[Document section Boundary: Start]

Fresh from The Hill in ’18

Los Alamos National Lab highlights best science reporting of the year, overlooks investigation by ProPublica and local daily

Cosmic ray showers cause supercomputers to crash. The spread of wildfire, the location of earthquake aftershocks and the proliferation of disease can all be predicted by modeling software. Future space missions depend on better plans for nuclear power. The search for intelligent life beyond Earth still captures the imagination of scientists and practically everyone else.

These are some of the what officials at Los Alamos National Laboratory say are the most talked-about science news reports of 2018 featuring the lab's work. Stories ran in publications such as The Washington Post, The Economist, National Geographic, Wired and Scientific American.

“The range of technical and scientific capabilities in these stories, as reported by media outlets across the world, reflects the many ways Los Alamos National Laboratory serves the nation,” said Laboratory Director Thom Mason in a statement issued with the lab’s compilation of its favorite media attention.  “We are first and foremost a national security laboratory, but with so many additional strengths, from materials science to life science, physics, and beyond, it is no surprise that this selection of stories is so diverse. I’m proud of our employees at every level who made this science possible.”

One big story to come out of the lab this year isn't on the list, however. That's the investigation funded by the ProPublica Local Reporting Network and reported by The Santa Fe New Mexican.

Editor Phill Casaus tells SFR it's too soon to know the impact of the work from journalist Rebecca Moss, who spent a year investigating, among other stories, the flawed record-keeping systems intended to monitor radiation exposure for employees and the challenges that sick workers have in getting help. The special report published in late October.

"We had a lot of reader response immediately after those stories appeared, but the long term effect of it is still unknown in part because so many things at a federal level still haven't been decided," he says. "Are [the agencies] going to really take into account these stories and the stories behind them and change some of the things they have been doing for years? We don't know. But I think it's a possibility."

[Document section Boundary: End]

Complete the following:
1: Edit the Los Alamos article from "Fresh from The" to "and Scientific American.", replacing "supercomputers" with "data centers".
2: Answer these questions using the Los Alamos article.
(a) Who is the laboratory director quoted in the statement?
(b) What funded the investigation reported by The Santa Fe New Mexican?
(c) When was the special report published?
The data that follow were drawn from a different source than the article.

[Material shown Boundary: Start]

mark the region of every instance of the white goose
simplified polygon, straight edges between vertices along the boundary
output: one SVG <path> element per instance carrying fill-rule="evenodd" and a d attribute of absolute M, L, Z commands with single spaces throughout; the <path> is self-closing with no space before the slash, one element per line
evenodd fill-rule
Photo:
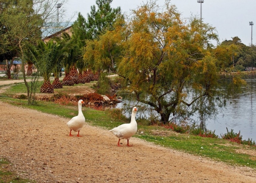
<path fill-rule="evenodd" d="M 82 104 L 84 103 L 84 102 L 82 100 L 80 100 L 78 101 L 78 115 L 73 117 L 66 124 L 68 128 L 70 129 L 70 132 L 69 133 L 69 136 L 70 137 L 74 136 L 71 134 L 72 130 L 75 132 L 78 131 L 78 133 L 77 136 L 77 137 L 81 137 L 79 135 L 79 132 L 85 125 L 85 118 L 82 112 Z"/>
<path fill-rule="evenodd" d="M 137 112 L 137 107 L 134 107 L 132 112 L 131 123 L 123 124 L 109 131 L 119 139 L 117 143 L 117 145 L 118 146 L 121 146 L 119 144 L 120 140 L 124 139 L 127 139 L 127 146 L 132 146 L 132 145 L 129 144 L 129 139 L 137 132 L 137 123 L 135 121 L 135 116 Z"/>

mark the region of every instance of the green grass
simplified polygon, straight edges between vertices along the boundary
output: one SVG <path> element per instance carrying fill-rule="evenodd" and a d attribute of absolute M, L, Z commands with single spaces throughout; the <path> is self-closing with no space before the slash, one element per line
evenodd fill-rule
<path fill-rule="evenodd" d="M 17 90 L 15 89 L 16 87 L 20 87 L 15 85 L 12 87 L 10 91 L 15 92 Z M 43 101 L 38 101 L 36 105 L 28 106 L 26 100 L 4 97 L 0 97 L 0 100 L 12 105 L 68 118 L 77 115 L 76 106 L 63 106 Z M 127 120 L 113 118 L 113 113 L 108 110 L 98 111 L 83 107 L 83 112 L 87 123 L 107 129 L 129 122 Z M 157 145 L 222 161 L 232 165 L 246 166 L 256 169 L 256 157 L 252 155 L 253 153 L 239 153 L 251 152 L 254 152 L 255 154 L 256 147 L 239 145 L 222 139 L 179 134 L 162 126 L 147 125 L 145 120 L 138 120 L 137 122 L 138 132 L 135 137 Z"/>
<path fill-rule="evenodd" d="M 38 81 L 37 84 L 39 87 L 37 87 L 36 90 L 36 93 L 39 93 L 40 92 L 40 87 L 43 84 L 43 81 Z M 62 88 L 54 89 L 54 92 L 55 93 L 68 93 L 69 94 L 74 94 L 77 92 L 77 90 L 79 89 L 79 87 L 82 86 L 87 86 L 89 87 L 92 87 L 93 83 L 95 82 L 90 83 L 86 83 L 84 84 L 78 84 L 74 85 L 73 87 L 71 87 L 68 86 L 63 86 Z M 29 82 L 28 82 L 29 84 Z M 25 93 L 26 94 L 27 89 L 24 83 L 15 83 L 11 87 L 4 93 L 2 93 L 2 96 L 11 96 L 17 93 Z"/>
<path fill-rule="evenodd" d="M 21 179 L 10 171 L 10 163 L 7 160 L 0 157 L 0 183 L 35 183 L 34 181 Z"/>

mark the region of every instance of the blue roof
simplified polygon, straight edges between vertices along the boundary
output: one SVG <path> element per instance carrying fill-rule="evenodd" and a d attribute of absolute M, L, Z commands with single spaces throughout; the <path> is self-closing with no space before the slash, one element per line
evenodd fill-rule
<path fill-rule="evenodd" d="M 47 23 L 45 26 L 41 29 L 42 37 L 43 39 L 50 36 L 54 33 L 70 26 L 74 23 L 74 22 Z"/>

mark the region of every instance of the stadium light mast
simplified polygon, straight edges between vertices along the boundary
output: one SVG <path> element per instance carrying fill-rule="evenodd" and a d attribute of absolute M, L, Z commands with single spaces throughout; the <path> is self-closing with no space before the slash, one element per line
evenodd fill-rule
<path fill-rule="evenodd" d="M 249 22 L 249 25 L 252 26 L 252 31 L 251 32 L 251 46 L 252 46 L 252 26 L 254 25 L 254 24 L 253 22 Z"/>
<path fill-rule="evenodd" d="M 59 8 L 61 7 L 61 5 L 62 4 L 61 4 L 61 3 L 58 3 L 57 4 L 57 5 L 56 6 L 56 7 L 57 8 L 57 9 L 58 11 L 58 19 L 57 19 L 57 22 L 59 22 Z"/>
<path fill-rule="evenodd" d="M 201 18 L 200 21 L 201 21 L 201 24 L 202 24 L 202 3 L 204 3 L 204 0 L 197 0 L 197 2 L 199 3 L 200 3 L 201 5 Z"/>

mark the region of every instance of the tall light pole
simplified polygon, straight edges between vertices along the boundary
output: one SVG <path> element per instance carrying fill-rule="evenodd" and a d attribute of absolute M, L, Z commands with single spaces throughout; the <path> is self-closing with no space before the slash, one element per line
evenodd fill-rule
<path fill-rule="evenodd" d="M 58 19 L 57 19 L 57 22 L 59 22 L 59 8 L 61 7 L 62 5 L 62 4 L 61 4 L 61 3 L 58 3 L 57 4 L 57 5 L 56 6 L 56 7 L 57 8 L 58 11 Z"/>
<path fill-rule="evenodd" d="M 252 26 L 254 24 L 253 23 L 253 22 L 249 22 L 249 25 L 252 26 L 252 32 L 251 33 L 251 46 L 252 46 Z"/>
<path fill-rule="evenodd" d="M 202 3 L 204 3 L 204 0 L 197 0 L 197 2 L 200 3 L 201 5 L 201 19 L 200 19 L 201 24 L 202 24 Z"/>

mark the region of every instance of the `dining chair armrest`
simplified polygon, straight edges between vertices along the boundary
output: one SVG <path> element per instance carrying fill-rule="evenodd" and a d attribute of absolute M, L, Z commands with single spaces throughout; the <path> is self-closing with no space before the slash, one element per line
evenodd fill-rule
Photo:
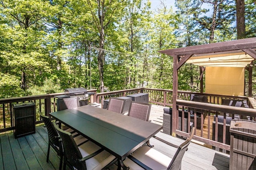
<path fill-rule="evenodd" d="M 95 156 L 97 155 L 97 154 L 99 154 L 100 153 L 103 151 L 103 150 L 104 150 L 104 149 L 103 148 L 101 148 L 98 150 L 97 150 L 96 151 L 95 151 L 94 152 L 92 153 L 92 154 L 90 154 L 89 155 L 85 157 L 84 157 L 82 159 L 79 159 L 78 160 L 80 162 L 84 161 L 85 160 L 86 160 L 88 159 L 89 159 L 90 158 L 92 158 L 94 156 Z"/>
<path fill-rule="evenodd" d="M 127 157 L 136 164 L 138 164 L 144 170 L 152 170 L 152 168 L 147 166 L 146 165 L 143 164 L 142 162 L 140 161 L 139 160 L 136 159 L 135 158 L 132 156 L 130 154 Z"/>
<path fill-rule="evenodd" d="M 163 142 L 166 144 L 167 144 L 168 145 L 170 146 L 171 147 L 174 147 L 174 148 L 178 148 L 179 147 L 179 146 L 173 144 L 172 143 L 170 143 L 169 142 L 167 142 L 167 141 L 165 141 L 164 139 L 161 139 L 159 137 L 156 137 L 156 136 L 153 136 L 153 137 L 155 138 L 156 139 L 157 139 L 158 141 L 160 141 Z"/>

[Material shown Boundary: End]
[Material shown Boundary: Start]

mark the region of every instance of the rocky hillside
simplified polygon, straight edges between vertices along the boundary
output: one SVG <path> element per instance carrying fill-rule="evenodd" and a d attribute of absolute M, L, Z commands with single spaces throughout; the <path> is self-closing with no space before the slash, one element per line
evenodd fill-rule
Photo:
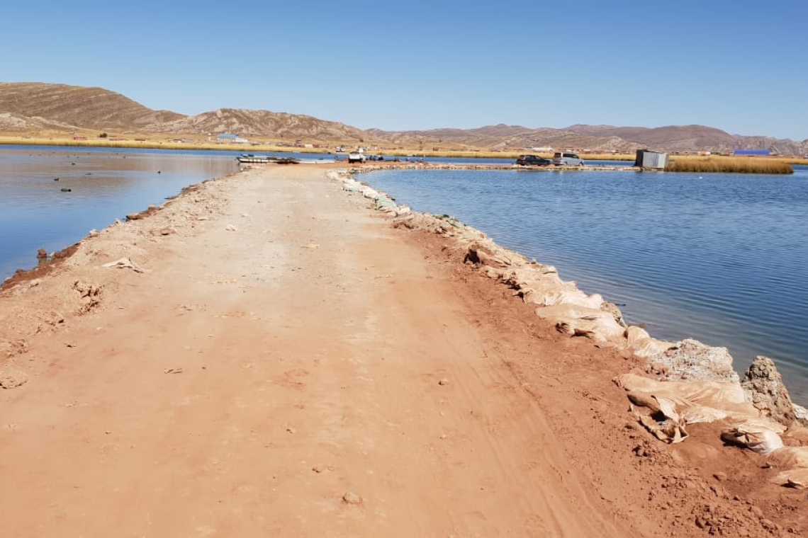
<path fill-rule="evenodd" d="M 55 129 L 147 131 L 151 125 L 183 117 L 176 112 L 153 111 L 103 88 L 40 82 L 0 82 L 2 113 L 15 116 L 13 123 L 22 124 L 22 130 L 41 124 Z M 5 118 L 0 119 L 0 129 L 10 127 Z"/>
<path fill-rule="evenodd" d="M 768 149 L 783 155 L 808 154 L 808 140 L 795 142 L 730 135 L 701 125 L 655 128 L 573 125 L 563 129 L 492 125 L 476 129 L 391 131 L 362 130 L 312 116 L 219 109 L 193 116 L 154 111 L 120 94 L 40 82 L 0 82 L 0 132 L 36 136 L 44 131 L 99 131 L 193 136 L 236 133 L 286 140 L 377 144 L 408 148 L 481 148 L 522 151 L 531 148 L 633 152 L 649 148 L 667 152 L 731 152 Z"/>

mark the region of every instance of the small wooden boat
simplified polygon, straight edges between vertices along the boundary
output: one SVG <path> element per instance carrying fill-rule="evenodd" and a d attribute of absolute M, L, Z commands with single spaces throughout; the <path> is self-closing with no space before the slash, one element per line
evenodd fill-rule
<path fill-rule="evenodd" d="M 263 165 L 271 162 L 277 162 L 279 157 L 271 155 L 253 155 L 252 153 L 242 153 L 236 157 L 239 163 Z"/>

[Material shown Boundary: End]
[Material shown Boundary: Start]

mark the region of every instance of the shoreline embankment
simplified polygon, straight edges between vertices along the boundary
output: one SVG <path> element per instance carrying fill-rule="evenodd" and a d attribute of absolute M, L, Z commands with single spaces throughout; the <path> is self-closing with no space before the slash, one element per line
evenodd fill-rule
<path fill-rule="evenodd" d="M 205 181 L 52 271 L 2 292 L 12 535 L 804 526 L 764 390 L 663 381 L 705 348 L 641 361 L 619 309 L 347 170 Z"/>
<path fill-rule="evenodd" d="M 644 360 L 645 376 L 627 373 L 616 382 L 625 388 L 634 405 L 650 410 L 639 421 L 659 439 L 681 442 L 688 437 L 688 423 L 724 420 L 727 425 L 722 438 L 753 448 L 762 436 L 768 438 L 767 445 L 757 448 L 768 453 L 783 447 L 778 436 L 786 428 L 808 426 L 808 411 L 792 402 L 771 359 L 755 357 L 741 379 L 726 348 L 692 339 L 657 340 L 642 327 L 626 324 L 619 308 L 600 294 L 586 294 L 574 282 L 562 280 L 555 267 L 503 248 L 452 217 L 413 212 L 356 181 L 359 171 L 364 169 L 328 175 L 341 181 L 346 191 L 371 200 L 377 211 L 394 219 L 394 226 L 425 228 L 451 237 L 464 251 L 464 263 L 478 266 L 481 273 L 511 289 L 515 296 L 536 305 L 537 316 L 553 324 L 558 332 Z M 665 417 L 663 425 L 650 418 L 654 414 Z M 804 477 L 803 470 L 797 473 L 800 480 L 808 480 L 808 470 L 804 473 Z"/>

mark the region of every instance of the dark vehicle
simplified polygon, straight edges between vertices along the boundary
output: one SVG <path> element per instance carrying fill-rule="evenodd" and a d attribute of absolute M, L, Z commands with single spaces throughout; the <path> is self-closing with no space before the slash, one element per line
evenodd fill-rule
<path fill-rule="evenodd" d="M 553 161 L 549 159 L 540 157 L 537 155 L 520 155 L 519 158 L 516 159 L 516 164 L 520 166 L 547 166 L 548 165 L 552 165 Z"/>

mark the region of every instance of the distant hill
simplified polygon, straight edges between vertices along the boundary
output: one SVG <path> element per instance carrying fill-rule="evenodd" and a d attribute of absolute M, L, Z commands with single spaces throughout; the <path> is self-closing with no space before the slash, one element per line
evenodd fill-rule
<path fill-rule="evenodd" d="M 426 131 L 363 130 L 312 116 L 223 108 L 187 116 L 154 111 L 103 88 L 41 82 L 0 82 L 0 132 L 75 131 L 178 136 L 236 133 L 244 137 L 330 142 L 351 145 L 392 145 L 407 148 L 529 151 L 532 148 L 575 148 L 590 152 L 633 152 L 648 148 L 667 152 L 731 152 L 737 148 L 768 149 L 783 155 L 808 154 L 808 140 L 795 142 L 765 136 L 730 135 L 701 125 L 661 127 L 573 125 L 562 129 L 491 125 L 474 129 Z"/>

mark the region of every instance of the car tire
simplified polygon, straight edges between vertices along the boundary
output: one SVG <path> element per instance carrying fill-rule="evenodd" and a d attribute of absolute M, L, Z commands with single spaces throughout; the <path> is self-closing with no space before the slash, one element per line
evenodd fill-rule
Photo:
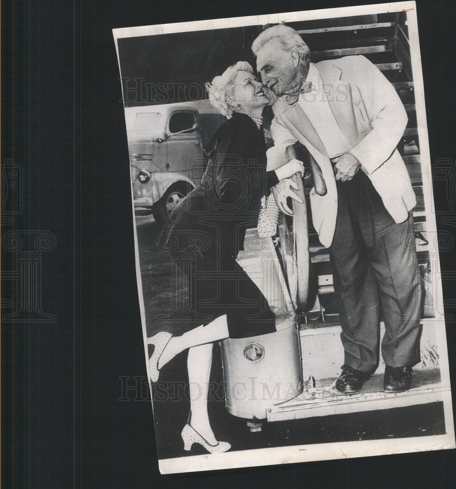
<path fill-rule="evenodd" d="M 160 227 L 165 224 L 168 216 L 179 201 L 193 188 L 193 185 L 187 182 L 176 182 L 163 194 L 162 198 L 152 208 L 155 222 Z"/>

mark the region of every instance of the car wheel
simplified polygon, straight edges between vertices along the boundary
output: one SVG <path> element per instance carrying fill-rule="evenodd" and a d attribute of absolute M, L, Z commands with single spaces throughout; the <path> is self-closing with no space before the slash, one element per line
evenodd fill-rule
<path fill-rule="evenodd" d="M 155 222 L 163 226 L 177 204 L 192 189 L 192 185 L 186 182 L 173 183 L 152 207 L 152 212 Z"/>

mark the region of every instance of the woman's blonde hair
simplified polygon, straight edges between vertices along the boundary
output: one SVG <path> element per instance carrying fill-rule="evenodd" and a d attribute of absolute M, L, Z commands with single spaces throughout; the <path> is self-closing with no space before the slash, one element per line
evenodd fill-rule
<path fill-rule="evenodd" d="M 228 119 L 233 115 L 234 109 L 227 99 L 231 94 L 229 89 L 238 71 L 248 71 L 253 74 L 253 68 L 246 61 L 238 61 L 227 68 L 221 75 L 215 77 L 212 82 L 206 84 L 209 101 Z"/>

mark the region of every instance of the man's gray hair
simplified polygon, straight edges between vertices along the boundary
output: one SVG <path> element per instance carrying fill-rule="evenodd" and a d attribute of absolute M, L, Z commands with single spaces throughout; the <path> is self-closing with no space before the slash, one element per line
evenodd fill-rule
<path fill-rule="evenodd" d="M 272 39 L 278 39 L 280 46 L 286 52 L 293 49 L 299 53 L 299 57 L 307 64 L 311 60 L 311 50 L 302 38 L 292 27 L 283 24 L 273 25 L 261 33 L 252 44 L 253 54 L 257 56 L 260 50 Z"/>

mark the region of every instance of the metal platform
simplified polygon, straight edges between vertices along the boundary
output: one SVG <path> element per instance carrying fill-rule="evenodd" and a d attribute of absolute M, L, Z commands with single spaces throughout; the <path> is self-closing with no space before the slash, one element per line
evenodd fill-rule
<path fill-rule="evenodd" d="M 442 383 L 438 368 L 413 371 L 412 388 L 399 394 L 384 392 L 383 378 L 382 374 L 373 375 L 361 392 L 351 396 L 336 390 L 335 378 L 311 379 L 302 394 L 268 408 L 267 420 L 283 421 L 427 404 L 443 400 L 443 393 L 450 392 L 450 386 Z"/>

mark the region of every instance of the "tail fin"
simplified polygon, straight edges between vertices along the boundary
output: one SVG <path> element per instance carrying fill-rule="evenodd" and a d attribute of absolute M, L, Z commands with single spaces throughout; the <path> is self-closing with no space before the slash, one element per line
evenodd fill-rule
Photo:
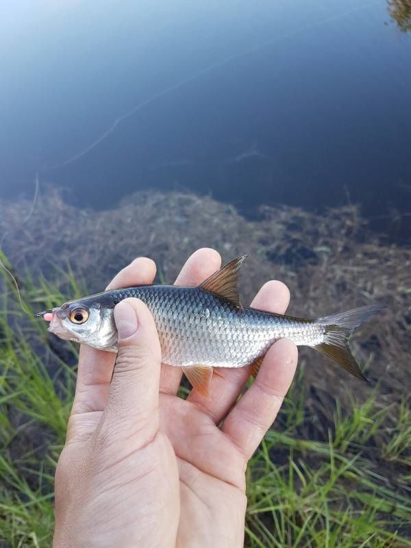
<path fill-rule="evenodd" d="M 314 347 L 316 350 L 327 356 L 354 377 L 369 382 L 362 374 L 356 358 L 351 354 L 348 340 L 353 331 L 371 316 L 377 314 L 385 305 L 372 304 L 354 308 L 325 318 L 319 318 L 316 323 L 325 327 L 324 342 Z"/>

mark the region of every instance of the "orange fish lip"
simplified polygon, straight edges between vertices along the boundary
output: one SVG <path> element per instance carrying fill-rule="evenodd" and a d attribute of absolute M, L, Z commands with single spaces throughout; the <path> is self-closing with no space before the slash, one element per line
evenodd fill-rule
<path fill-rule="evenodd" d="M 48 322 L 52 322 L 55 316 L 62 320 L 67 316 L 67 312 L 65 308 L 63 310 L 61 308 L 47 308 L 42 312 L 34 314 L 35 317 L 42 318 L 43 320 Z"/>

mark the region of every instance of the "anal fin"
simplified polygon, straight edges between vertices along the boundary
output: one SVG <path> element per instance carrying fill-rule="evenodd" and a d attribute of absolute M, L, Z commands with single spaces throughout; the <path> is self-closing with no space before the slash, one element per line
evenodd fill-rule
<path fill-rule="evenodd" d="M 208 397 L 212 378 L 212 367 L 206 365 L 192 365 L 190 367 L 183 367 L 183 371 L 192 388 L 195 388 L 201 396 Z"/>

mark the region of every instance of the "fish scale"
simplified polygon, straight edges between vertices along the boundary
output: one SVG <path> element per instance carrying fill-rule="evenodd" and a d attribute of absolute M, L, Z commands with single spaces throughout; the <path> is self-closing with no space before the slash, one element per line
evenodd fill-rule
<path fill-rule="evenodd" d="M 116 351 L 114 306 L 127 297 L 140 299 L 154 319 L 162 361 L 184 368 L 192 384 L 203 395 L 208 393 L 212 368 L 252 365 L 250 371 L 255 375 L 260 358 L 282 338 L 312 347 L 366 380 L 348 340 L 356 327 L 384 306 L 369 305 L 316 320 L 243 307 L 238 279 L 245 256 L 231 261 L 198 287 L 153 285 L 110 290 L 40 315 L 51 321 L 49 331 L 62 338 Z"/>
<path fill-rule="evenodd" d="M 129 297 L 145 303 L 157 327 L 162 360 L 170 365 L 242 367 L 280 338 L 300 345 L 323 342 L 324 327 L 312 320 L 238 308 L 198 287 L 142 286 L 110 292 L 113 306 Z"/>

[Material shown Boundary: End]

Outputs by task:
1:
Fresh from The Hill in ’18

Los Alamos National Lab highlights best science reporting of the year, overlooks investigation by ProPublica and local daily

Cosmic ray showers cause data centers to crash. The spread of wildfire, the location of earthquake aftershocks and the proliferation of disease can all be predicted by modeling software. Future space missions depend on better plans for nuclear power. The search for intelligent life beyond Earth still captures the imagination of scientists and practically everyone else.

These are some of the what officials at Los Alamos National Laboratory say are the most talked-about science news reports of 2018 featuring the lab's work. Stories ran in publications such as The Washington Post, The Economist, National Geographic, Wired and Scientific American.

2:
(a) Thom Mason
(b) The ProPublica Local Reporting Network
(c) In late October